How to treat atopic dermatitis?
Unfortunately, there is no known cure for atopic dermatitis. However, skin specialists have narrowed down a few pharmacological and non-pharmacological remedies that can help manage the symptoms and even reduce the intensity and time-frame of a flare-up. The treatment for atopic dermatitis depends very much on the severity of the symptoms, and considering how bad they are, your doctor might recommend medication. In most cases, though, a good skin care regimen and adequate lifestyle choices can be enough to tame down an exacerbation of atopic dermatitis.
Atopic dermatitis how to treat:
Non-pharmacological treatment options include:
- using appropriate skin care products – limiting cleaning and cosmetic products to just one soap and one moisturizer that is dermatologically tested and recommended for sensitive skin; this usually implies staying away from any lotions, fragrances or products with chemical substances that could exacerbate the symptoms;
- having consistency in your skin routine – maintaining a constant regimen for the skin is essential in preventing any type of infection, but also in keeping the skin moisturized at all times;
- avoiding any triggers – identifying and removing any potential triggers that might cause a flare-up;
- avoiding synthetic or wool clothes – these are irritants for the skin;
- using a humidifier – maintaining a constant level of humidity in the environment is useful for the affected skin.

Records:
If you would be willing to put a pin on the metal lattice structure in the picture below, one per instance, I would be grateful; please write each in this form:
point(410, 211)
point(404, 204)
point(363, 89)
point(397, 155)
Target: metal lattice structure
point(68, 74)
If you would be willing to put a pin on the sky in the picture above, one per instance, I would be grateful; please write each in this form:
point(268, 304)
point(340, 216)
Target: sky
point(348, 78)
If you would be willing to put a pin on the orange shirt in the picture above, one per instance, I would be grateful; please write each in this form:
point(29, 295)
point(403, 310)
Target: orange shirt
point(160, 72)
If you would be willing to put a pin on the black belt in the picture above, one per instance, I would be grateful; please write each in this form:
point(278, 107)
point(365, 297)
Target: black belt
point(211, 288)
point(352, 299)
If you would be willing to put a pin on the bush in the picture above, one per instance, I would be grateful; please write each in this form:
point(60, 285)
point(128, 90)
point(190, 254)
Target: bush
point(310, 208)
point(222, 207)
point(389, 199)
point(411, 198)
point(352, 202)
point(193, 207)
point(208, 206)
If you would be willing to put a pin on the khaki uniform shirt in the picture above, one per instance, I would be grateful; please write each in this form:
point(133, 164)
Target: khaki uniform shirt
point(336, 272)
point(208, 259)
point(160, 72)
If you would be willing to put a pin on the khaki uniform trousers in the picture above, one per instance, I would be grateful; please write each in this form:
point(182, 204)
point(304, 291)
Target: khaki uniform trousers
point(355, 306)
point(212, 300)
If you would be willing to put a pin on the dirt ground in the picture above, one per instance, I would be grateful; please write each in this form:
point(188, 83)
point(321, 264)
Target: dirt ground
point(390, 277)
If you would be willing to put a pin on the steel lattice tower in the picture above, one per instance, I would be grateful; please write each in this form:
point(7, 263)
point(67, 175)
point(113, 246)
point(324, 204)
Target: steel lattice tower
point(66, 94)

Work to complete: The atopic dermatitis text above lists several non-pharmacological treatment options. Name every one of them.

Response to the exercise:
- Using appropriate skin care products
- Having consistency in your skin routine
- Avoiding any triggers
- Avoiding synthetic or wool clothes
- Using a humidifier